## WHAT IS BEING ASKED
Every line that contains the word "book" should be copied from the records below.

## SUPPLIED DATA
======
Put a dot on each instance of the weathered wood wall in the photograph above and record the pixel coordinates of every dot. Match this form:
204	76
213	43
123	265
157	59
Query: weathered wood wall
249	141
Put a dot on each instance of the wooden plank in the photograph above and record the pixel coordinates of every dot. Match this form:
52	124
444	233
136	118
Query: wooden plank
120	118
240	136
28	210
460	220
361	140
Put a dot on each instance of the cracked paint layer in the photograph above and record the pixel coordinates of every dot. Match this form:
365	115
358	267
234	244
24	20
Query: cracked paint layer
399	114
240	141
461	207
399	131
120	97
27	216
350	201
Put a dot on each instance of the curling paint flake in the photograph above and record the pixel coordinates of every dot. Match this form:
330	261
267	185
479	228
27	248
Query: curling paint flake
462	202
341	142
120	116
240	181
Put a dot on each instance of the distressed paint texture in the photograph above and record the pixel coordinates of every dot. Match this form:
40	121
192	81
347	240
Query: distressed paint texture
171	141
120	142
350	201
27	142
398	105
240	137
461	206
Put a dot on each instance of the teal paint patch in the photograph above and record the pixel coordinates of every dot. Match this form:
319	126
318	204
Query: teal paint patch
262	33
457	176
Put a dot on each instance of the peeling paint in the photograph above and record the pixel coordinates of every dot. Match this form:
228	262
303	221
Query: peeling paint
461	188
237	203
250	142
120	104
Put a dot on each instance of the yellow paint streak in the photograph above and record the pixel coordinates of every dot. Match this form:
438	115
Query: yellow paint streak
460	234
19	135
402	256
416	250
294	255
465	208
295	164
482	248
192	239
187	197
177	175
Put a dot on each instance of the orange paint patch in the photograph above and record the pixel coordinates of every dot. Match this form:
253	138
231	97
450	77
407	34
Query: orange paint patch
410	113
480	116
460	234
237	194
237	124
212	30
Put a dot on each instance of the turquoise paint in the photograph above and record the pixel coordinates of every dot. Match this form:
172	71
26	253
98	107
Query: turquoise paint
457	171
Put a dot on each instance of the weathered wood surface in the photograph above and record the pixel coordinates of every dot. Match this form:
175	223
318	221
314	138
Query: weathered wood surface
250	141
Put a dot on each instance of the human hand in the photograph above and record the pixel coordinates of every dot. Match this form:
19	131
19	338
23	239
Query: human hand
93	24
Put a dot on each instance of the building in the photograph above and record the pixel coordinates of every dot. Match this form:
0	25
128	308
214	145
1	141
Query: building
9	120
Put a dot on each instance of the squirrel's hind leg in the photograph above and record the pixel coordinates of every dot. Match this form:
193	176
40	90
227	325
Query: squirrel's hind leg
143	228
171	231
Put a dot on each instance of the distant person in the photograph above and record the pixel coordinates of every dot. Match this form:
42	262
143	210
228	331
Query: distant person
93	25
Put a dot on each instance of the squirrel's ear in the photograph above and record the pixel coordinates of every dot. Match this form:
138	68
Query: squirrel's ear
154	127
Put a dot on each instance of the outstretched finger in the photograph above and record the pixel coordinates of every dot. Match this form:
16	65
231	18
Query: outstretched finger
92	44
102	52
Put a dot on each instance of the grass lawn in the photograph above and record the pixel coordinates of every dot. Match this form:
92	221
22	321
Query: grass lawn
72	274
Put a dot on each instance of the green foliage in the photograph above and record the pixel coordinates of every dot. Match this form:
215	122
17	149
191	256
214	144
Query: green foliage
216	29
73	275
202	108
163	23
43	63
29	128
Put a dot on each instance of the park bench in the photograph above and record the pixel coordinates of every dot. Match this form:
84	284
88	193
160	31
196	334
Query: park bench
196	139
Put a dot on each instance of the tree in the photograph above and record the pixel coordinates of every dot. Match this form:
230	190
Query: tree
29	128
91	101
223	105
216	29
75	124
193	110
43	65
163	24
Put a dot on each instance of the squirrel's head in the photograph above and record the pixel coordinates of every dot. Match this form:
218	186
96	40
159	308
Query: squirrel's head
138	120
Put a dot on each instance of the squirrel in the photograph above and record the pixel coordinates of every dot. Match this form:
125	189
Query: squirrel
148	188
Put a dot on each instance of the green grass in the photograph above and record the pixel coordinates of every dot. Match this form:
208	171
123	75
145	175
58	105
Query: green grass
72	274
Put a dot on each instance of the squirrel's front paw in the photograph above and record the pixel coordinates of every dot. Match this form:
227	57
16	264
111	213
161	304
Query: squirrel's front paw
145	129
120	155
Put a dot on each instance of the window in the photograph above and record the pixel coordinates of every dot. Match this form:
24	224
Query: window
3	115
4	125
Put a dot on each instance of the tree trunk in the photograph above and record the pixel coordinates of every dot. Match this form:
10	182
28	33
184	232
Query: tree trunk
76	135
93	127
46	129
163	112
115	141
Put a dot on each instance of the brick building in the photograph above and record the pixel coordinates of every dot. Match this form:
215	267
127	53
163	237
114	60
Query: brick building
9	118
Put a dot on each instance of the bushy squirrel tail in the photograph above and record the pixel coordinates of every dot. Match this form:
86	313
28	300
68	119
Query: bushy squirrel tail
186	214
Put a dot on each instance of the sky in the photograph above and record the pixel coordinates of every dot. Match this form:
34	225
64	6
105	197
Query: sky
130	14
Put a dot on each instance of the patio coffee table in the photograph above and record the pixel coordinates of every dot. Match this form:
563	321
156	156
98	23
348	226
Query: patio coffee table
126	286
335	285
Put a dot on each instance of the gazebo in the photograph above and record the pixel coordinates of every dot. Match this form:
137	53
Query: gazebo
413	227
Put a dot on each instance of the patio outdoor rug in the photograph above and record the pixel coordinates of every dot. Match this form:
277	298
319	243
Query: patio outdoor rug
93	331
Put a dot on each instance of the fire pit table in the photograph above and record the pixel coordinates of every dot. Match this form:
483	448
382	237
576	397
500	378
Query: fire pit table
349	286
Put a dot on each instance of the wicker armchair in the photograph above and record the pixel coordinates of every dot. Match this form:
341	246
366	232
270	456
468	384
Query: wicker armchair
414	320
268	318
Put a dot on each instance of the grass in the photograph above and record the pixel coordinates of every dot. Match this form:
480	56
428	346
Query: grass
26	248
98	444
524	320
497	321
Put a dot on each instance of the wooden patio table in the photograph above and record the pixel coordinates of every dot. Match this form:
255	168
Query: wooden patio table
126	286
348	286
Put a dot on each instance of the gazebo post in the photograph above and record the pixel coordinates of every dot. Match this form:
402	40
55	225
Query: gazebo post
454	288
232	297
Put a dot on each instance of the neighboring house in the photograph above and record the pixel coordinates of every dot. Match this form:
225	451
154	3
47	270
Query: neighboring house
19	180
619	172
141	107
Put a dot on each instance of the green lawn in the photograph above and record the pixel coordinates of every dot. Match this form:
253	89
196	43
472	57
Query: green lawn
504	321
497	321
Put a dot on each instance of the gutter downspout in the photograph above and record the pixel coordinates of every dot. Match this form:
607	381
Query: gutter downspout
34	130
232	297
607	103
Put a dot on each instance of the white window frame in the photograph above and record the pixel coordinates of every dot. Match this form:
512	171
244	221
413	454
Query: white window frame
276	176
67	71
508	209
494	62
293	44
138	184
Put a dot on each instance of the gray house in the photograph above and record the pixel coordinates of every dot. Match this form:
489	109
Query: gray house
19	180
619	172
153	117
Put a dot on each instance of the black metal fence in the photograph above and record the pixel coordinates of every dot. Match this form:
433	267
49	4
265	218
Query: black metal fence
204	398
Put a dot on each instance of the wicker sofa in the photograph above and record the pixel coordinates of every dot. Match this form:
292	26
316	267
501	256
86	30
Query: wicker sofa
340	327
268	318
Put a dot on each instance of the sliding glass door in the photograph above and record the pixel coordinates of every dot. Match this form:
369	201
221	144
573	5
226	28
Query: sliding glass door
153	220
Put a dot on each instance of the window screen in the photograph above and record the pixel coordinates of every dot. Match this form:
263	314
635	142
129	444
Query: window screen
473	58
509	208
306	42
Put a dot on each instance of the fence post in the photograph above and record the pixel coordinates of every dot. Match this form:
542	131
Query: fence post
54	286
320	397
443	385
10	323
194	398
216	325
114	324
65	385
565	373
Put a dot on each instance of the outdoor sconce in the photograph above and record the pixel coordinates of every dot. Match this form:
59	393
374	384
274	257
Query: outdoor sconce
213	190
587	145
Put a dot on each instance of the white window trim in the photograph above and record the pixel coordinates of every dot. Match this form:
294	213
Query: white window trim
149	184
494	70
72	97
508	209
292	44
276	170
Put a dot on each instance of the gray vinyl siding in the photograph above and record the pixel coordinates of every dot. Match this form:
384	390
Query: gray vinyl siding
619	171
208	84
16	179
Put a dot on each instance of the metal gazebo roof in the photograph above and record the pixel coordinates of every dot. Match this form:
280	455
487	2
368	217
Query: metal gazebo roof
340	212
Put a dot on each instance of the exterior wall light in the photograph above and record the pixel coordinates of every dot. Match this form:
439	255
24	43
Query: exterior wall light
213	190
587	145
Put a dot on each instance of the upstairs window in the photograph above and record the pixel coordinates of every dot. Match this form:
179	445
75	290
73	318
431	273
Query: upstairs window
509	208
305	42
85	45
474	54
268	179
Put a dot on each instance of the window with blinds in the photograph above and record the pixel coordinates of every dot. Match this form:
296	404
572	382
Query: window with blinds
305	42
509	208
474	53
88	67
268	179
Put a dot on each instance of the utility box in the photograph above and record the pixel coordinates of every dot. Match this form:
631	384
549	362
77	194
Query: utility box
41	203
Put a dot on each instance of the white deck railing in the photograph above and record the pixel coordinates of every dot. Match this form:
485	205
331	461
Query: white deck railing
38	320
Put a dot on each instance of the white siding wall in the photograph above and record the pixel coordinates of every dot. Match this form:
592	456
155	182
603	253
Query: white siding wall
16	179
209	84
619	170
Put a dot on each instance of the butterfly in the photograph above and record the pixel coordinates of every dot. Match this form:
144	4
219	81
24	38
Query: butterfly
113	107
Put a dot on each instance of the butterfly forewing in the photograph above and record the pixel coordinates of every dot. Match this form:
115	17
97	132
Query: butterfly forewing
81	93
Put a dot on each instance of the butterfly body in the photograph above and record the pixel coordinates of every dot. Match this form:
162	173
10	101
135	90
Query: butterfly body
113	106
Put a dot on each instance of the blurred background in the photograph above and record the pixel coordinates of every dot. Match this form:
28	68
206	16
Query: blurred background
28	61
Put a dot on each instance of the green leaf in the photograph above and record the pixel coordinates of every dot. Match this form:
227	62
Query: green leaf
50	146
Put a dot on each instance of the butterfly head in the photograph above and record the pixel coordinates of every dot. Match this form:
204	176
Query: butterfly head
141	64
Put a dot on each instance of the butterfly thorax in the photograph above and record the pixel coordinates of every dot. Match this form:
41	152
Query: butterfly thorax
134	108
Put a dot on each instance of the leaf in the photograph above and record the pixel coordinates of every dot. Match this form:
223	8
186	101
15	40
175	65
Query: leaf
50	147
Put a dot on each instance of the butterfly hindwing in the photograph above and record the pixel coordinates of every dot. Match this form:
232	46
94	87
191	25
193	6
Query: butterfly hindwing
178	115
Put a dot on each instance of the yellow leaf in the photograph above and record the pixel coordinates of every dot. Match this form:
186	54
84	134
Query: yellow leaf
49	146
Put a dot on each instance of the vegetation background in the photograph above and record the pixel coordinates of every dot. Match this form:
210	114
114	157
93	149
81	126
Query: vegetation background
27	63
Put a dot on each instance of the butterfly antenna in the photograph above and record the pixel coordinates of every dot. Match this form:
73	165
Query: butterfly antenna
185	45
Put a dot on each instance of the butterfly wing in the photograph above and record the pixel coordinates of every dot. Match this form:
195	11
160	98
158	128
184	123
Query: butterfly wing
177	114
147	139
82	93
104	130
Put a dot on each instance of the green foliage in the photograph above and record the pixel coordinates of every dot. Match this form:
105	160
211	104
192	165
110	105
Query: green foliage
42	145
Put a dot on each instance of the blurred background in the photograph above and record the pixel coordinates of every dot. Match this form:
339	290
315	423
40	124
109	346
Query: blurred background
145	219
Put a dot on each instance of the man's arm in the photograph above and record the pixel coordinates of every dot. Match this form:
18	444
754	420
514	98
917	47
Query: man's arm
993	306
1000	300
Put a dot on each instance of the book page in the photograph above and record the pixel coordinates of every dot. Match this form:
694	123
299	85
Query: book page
======
## ANSWER AREA
Put a dot on each instance of the book page in the photograph above and record the pixel coordinates of every dot. Match this form:
Query: book page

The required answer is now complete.